• Given text:

****

Filed under: TUAW Tips
TUAW Tip: Regular Expressions for Beginners
Sometimes I think Regular Expressions are like the tax code: if someone professes to know everything about them, they're probably not telling the truth. In reality, Regular Expressions (or RegEx) is a syntax to help you construct very precise search terms to find and replace bits of text in a variety of applications.
In applications like Coda, BBEdit, and TextMate, you can search for a "string" -- meaning just any old collection of letters next to each other -- using a Regular Expression. For example, I could search for the string "laugh" and it would show up in laughter, slaughter, and Laughlin.
While I can't show you everything about Regular Expressions, I can at least start you off. Keep reading for more about how you can integrate Regular Expressions into your workflow.
Let's pretend I have a list of items. They happen to be domain names, in this case:
- tuaw.com
- apple.com
- last.fm
- navy.mil
- google.com
- code.google.com
Personally, I think the most handy search term for me is .+. It works like a wildcard. In our list, if I searched for .+.com it would show hits on lines 1, 2, 5 and 6.

****

[Records from a dataset]
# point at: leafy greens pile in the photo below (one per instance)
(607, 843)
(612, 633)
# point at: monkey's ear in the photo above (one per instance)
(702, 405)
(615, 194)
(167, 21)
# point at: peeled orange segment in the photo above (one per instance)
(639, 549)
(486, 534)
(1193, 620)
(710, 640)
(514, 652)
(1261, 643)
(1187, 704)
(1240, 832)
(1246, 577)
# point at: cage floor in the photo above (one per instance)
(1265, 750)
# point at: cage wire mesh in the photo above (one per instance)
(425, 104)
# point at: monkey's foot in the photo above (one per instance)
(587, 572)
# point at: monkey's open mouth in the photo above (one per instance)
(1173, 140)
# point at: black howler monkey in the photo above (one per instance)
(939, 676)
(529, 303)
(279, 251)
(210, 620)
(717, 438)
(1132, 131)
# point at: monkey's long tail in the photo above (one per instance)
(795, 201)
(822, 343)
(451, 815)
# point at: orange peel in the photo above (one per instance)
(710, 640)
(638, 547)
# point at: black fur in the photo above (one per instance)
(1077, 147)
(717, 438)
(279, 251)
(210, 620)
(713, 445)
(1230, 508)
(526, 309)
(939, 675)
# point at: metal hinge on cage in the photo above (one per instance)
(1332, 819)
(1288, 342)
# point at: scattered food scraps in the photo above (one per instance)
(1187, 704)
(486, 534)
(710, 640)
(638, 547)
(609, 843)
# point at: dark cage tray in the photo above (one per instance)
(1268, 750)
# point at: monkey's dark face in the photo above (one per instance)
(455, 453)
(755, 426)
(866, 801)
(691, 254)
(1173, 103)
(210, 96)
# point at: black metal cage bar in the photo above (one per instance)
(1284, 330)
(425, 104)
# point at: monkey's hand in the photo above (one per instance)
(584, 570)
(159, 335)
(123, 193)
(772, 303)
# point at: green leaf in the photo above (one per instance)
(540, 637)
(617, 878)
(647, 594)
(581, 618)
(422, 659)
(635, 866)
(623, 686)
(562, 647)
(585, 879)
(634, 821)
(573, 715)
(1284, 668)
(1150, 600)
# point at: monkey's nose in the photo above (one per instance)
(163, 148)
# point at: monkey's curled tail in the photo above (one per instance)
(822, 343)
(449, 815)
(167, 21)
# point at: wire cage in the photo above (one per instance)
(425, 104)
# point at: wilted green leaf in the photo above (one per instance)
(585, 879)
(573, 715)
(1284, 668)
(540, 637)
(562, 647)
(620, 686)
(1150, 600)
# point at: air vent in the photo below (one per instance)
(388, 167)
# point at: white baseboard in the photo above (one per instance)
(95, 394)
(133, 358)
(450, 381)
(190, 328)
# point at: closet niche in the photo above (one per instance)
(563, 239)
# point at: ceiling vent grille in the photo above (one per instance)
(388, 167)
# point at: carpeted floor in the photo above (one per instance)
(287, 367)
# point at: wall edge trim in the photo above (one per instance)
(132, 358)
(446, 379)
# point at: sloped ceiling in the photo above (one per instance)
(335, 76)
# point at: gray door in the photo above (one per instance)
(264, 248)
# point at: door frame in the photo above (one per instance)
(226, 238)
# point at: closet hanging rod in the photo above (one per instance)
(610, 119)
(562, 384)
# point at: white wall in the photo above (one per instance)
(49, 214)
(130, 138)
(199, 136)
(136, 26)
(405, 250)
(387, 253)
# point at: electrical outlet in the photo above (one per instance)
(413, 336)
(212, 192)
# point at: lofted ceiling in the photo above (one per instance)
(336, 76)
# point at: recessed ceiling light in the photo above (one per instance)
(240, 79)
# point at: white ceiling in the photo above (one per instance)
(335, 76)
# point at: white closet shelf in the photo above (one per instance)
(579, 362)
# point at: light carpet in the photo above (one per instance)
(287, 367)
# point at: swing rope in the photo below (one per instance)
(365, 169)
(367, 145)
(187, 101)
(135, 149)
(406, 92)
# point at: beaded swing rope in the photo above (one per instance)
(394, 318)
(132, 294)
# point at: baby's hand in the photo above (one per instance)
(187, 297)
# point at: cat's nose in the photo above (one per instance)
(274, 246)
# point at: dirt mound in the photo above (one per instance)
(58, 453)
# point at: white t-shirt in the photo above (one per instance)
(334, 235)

****

• Exercise aim: Please continue the regular expressions tip from the point where it stops. The records stand apart from the regular expressions tip and are separate material.

• Exercise output:
Of course, I could just search for .com and it would hit on the same lines. The difference is that with the RegEx in place, text editors will frequently highlight the entire line, making it easy to find and replace things. For example, if I wanted to delete lines that contained .com, I would search for .+.com and replace it with an empty string.
(Commenter Eric notes I can make the expression .+.com$ to ensure that it's not catching something like www.commons.org. You can read more about the $ character in a little bit. Thanks, Eric!)
I can also search for something like g.+g, and get the string "goog" on lines 5 and 6.
Next is the pipe character: |, which means "or." If I search for fm|mil, it will hit on both lines 3 and 4. I can highlight the entire line if I search for .+fm|.+mil.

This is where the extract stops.